● **Task statement**
Copy out, exactly as given, every line from the line with "Annotate the grassy" to the end of the listing, both of those lines included.

● **Exercise data**
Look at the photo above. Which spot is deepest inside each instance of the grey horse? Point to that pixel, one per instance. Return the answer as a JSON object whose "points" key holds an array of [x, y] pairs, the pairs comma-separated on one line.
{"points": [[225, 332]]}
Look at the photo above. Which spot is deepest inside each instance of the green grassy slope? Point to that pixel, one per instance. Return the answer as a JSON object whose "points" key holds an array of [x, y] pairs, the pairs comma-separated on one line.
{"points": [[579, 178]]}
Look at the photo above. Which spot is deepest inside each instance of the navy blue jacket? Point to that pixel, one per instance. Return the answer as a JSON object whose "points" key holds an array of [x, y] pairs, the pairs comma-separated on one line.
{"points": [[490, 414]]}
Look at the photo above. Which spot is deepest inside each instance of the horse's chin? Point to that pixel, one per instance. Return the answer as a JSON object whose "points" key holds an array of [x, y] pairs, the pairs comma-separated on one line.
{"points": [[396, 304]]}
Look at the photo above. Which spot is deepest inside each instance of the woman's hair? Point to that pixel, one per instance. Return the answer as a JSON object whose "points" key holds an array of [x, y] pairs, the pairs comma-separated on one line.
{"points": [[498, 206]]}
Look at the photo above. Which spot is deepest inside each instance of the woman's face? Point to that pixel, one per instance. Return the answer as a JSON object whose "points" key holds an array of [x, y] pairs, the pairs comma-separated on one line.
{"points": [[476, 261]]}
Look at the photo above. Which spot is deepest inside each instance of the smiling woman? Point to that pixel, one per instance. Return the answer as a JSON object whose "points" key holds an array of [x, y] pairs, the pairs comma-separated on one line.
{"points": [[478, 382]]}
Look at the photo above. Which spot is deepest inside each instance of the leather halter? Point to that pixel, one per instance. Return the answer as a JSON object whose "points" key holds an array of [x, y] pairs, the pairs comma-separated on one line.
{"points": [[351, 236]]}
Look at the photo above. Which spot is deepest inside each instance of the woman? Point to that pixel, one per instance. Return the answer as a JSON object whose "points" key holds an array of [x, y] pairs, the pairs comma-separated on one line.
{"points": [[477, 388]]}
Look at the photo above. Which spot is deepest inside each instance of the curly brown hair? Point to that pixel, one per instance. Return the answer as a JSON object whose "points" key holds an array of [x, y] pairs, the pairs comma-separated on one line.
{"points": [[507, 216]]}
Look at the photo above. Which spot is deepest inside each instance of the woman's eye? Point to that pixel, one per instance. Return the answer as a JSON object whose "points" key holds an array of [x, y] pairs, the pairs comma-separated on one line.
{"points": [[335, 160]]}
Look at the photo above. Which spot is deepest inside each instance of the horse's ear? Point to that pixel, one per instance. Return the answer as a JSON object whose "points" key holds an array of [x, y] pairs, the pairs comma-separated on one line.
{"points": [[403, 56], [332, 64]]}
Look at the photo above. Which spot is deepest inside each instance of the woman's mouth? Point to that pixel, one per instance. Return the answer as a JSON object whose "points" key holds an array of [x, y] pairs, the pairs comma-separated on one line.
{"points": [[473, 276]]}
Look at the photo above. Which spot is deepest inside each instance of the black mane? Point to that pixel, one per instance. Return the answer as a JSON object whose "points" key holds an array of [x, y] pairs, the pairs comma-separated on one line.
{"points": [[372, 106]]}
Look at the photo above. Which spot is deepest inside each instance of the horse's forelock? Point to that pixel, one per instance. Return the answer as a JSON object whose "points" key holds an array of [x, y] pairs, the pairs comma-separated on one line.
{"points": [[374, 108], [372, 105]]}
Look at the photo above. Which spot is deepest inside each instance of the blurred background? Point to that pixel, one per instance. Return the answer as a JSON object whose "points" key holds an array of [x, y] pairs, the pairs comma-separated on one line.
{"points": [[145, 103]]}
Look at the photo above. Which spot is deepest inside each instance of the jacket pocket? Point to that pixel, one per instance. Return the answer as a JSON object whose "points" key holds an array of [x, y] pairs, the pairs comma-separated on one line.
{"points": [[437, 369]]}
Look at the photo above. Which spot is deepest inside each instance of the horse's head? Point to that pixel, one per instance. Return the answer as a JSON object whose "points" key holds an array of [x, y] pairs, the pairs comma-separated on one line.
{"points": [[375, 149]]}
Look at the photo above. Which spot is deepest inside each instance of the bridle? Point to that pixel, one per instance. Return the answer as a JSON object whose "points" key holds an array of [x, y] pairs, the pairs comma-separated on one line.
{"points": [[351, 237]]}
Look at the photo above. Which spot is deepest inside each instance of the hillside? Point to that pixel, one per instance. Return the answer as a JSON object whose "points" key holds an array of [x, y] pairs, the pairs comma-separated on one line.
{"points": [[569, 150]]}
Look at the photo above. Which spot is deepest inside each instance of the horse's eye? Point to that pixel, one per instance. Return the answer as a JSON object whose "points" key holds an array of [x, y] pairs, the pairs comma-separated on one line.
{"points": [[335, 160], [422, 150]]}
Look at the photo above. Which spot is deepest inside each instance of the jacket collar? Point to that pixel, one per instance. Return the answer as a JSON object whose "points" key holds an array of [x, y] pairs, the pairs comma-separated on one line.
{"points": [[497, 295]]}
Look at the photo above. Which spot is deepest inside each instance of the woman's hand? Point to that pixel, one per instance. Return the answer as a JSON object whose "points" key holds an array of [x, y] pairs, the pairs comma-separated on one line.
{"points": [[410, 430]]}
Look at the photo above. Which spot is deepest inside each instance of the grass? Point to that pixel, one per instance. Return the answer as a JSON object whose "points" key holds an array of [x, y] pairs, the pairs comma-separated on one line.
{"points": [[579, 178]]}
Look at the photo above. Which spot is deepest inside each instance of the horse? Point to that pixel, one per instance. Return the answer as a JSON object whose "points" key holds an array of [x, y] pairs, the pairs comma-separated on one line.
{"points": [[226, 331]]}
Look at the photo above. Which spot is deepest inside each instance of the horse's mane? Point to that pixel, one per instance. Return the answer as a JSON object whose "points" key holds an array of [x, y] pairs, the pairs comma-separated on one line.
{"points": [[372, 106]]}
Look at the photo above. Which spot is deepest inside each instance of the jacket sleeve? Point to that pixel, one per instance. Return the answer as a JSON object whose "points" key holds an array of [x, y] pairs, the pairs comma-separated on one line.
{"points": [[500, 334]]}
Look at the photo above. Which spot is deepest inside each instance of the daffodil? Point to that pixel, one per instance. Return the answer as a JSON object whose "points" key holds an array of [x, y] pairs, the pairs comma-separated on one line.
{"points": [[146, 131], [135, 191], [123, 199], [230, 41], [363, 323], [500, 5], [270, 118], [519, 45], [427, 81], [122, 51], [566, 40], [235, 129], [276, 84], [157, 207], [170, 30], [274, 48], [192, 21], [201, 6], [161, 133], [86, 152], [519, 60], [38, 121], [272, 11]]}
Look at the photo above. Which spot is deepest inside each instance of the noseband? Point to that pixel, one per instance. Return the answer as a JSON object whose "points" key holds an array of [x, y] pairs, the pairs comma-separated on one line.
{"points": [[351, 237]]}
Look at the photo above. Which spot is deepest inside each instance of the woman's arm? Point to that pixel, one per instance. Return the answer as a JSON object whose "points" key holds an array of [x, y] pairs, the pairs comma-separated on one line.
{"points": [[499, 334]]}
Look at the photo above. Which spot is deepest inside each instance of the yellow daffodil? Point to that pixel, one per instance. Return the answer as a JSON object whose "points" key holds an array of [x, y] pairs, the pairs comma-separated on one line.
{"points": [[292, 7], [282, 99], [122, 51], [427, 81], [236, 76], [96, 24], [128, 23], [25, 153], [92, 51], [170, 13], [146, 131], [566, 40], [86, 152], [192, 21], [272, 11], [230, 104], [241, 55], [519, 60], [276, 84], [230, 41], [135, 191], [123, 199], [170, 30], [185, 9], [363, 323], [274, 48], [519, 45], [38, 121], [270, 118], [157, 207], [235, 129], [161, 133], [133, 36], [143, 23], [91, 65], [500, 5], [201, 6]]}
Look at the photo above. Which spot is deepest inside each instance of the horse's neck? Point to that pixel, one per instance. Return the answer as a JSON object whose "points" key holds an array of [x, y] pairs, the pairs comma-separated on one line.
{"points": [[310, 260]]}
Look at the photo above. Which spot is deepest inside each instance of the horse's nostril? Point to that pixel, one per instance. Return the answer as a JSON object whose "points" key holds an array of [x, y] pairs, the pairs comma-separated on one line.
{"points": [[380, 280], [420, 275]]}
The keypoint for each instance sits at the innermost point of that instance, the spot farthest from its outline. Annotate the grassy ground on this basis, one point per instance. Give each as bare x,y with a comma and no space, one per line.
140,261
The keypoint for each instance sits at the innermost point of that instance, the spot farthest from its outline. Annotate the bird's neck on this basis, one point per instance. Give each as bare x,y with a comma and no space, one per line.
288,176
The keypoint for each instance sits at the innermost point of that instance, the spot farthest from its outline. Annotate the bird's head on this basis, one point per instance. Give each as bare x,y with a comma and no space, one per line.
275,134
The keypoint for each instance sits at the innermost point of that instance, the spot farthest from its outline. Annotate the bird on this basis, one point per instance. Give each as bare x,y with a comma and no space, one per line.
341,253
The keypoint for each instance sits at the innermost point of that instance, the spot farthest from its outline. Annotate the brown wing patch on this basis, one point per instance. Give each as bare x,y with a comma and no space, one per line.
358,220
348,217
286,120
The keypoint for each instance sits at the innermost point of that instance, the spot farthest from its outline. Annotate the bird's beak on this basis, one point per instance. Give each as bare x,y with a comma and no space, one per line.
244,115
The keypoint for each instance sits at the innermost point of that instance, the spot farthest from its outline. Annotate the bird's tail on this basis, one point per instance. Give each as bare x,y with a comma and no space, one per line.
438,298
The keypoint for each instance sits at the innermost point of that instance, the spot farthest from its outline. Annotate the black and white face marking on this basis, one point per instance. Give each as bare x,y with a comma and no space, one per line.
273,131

● **Answer**
The keypoint for each instance sits at the innermost point of that instance, the spot farthest from its outline. Annotate the grassy ground on this basis, one point per instance. Give each as bare x,y with a comma and no space, one per line.
140,261
The keypoint for each instance sits at the innermost point of that instance, the spot farthest from its outline. Annotate the bird's neck on this basis, one point per instance. Give each as bare x,y with a comma and no space, one per line.
288,176
The keypoint for each instance sits at the innermost point of that instance, the spot farthest from its outline. Annotate the bird's head on this basis, one point per instance. Give each as bare x,y with a comma and no space, one per line.
275,134
The keypoint for each instance sits at the innermost point of that instance, the spot farthest from its outline. Annotate the bird on this basis, one point per instance. Give each as bare x,y with a comma and no space, one per line.
341,253
The keypoint for each instance sits at the innermost point of that instance, the spot farthest from its outline. Annotate the brown wing patch on this basis, one point per instance. Give each as bare x,y with a comma and no space, one per line.
358,220
348,217
286,120
The keypoint for each instance sits at the innermost point of that instance, the spot farthest from its outline. Annotate the bird's beak on this basis, one point per instance. Give each as bare x,y with a comma and no space, one per line.
244,115
The keypoint for each instance sits at the innermost point of that instance, the spot farthest from its outline. Annotate the bird's tail on this basis, one point per instance. Give each as bare x,y with a comma and no space, one per line.
438,298
The keypoint for each instance sits at the innermost point of that instance, the spot farthest from its outline. Annotate the black and white face marking on this basis, one point per instance. Give each as bare x,y with a comma and no space, one per line.
273,131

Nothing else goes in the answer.